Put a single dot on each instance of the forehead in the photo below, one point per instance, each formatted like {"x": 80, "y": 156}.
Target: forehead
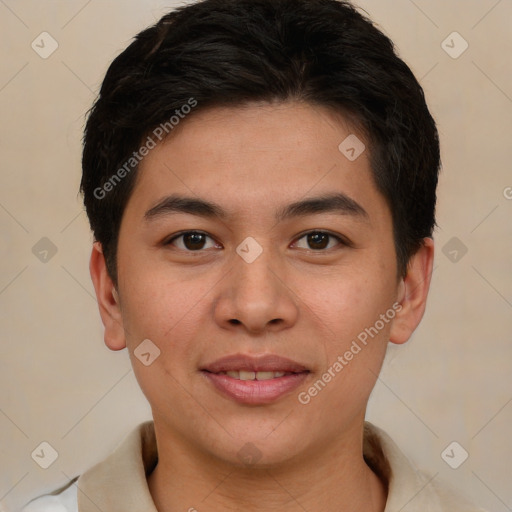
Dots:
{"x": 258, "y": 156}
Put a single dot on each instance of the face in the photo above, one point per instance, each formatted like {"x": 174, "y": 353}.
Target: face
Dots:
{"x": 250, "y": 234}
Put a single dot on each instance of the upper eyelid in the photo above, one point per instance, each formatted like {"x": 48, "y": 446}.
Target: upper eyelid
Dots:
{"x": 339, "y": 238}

- - - - -

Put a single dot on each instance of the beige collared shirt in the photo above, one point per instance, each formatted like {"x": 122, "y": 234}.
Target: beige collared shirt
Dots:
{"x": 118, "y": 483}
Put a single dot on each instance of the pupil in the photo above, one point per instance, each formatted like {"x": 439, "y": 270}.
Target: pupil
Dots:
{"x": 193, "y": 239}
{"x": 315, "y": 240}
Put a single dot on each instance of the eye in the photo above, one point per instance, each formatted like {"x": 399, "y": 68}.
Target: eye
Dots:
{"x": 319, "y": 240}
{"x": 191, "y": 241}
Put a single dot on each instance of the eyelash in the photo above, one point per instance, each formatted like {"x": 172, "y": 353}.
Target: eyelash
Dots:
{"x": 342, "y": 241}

- - - - -

WHAT IS NEEDED: Find each line in the data above with the word "shirt", then copy it.

WRITTEN SOLUTION:
Put a single dot on each instance of the beige collared shirt in the photo above, one point per instance, each formatted like {"x": 122, "y": 234}.
Target: beige collared shirt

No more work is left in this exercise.